(Dataset entries on object locations)
[BEGIN]

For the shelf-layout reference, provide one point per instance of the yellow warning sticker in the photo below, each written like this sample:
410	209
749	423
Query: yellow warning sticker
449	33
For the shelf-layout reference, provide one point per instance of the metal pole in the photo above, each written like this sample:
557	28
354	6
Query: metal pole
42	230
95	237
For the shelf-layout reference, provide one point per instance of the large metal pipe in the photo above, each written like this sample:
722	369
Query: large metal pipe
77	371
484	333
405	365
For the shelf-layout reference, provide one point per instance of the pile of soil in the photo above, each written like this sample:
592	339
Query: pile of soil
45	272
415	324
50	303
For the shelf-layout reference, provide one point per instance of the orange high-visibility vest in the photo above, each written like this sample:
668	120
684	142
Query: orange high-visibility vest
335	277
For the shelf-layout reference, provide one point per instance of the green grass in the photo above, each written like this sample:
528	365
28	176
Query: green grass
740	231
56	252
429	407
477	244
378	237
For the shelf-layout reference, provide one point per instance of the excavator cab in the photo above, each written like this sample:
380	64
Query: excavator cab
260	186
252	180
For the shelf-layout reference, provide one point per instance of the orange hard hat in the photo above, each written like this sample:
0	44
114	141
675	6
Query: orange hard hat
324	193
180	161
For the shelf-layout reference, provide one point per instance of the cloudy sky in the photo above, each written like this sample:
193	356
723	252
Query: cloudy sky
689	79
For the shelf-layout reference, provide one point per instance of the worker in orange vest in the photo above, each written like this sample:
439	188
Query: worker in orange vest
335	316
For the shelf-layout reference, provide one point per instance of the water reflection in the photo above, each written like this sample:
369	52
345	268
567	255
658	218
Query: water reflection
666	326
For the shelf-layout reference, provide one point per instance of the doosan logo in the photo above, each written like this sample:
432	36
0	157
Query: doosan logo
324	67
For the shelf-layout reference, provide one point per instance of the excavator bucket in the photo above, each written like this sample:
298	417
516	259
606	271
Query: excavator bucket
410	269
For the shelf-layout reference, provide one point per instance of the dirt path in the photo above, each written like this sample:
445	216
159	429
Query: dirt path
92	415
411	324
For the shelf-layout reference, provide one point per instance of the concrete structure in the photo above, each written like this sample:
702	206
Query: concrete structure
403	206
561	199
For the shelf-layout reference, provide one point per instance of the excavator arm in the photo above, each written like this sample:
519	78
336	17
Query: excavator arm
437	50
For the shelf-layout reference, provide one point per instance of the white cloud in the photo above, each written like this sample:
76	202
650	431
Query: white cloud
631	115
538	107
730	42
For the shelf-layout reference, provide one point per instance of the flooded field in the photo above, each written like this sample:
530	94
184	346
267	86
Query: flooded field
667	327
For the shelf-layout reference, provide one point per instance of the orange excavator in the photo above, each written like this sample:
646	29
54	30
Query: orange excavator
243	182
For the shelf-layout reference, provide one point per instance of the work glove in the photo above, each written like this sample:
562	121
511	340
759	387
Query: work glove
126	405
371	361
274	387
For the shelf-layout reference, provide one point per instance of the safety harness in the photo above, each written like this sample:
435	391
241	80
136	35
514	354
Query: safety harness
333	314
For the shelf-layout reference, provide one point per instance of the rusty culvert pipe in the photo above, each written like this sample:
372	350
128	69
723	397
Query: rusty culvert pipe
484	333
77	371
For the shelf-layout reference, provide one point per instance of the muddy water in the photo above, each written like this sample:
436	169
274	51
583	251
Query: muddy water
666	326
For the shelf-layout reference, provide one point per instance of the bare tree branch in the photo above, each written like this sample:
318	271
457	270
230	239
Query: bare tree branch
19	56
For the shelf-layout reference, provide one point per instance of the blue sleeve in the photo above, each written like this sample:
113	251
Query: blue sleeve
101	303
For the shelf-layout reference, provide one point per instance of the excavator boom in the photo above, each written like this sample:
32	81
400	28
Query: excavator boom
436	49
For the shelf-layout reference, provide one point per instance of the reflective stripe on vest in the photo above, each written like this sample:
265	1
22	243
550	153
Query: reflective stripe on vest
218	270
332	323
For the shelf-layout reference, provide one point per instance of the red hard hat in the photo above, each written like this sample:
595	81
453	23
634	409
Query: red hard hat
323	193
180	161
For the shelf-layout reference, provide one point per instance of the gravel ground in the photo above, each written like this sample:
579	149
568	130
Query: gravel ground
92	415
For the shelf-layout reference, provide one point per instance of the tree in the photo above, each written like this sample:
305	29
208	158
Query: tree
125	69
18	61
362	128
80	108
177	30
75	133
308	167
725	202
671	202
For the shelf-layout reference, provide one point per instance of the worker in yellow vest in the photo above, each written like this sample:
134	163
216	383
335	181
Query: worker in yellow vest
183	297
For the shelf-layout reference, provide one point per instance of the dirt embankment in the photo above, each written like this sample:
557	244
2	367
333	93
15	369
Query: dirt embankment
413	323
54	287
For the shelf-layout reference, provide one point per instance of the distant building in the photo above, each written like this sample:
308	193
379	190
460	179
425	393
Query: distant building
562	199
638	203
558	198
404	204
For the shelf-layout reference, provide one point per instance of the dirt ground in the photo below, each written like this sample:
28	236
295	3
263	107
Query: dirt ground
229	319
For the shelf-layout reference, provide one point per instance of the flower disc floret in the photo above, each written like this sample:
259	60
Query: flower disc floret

[END]

Rewrite every one of the entries above, replacing each occurrence of "shelf-layout reference" with "site-survey reference" and changing nothing else.

For the site-survey reference, provide one point per instance of the yellow warning sticker in the photo below, each written like this sample:
410	209
749	423
Query: yellow warning sticker
449	33
For the site-survey reference, provide one point per instance of the metal pole in the photo above, each written like this sample:
557	28
354	6
Query: metal pole
42	230
95	237
For the site-survey reference, provide one point per instance of the large metal pipe in the photo above, each written like this sample:
722	369
Query: large metal pipe
77	371
484	333
405	365
For the site-survey reference, provide one point per instance of the pile of soil in the photo above, each written like this sample:
592	339
Query: pile of soil
45	272
415	324
50	303
For the site-survey reference, provide one point per instance of the orange high-visibility vest in the photo above, each written like this sample:
668	120
684	142
Query: orange high-visibility vest
335	277
For the site-survey reference, provide one point per instance of the green grass in the photo above, each written like this sample:
528	365
28	176
Query: green grass
740	231
56	252
429	407
477	244
378	237
For the site-survey reference, provide one point per instance of the excavator cab in the photo above, each written like this sample:
380	64
Query: excavator cab
260	186
252	180
For the site-survey reference, provide one point per instance of the orange hard hat in the photo above, each written like this sample:
0	44
114	141
675	6
Query: orange hard hat
324	193
180	161
For the site-survey reference, provide one point per instance of the cloudy sky in the photo above, each written like this sample:
193	356
723	252
Query: cloudy sky
689	79
For the site-survey reference, provide one point per instance of the worker in orange vest in the photo above, each written like this sample:
439	188
Query: worker in orange vest
335	316
For the site-survey reference, provide one point per instance of the water reflection in the photo above, each written like this sample:
369	52
345	268
567	255
658	218
Query: water reflection
666	326
For the site-survey reference, provide one point per instance of the doosan logo in the photo above, each written like this sample:
432	36
0	157
Query: doosan logo
324	67
For the site-survey reference, provide one point per instance of the excavator bucket in the photo above, each written like this sample:
298	417
516	259
606	271
Query: excavator bucket
410	269
For the site-survey reference, provide one point per instance of the dirt path in the photo above, each written like this sample:
445	216
159	429
Query: dirt path
92	415
411	324
For the site-survey reference, provide one point per instance of the concrete structure in the photo above, each written like this sample:
702	206
Query: concrete structure
403	206
561	199
For the site-survey reference, provide one point per instance of the excavator arm in the photo above, each written like this sample:
519	78
336	17
Query: excavator arm
437	50
For the site-survey reference, provide one point per instance of the white cloud in the photo above, each written like this sample:
76	202
650	431
Query: white cloud
631	115
538	107
730	42
For the site-survey reference, provide one point per instance of the flooded field in the photo above, each written like this sample:
530	94
184	346
267	86
Query: flooded field
667	327
For the site-survey reference, provide one point per instance of the orange excavator in the photo above, each written like this sample:
646	29
54	30
Query: orange excavator
243	182
For the site-survey reference, provide one point per instance of the work glove in the photo above, each written like this sample:
562	121
511	340
759	387
Query: work glove
126	405
371	361
274	387
For the site-survey reference, provide one point per instance of the safety harness in the photo above, each written like this sample:
435	391
241	80
136	35
514	354
Query: safety harness
333	314
For the site-survey reference, provide one point per instance of the rusty culvert pipe in the photo above, each written like this sample:
372	350
128	69
723	397
Query: rusty culvert pipe
484	333
77	371
For the site-survey reference, provide one point per instance of the muddy water in the photo above, each written like this sample:
436	169
274	51
583	251
Query: muddy water
666	326
For the site-survey reference, provide one point per instance of the bare tree branch in the photo above, each written like this sample:
318	271
457	270
230	239
Query: bare tree branch
19	56
For the site-survey reference, provide one point per instance of the blue sleeve in the photo above, each written like this sample:
113	251
Query: blue sleeve
101	303
For the site-survey reference, provide one point per instance of the excavator boom in the photo above, each written like this sample:
32	81
400	28
Query: excavator boom
436	49
For the site-survey reference, provide one point per instance of the reflective stripe on vest in the photo above, each written like this sample:
265	1
22	243
550	153
Query: reflective stripe on vest
218	270
332	323
For the site-survey reference, provide one point per instance of the red hard hat in the photo above, each written like this sample:
595	81
453	23
634	409
Query: red hard hat
323	193
180	161
For the site-survey reference, provide one point per instance of the gravel ground in the photo above, each written like this sample:
579	149
568	130
Query: gravel ground
92	415
For the site-survey reference, provide one point per instance of the tree in the photo above, each written like this sample:
305	29
208	158
Query: tree
125	69
18	61
362	128
80	108
177	30
75	133
308	167
725	202
671	202
For the site-survey reference, provide one point per instance of the worker in yellow vest in the photo above, each written like this sample:
134	163
216	383
335	181
Query: worker in yellow vest
183	297
For the site-survey reference, provide one point per instance of the dirt embankment in the photo above, each written like this sample:
557	244
2	367
333	93
15	369
Query: dirt embankment
413	323
54	287
For the site-survey reference, provide one point per instance of the distant building in the photo above, each written like this sample:
308	193
379	190
460	179
425	393
Query: distant building
562	199
638	203
558	198
404	204
For the site-survey reference, provide one point per instance of the dirt ground in the photo below, each written like this sample:
28	236
295	3
263	107
Query: dirt ground
229	319
For the site-survey reference, provide one point per instance of the flower disc floret in the photo above, each written like this sample:
259	60
Query: flower disc floret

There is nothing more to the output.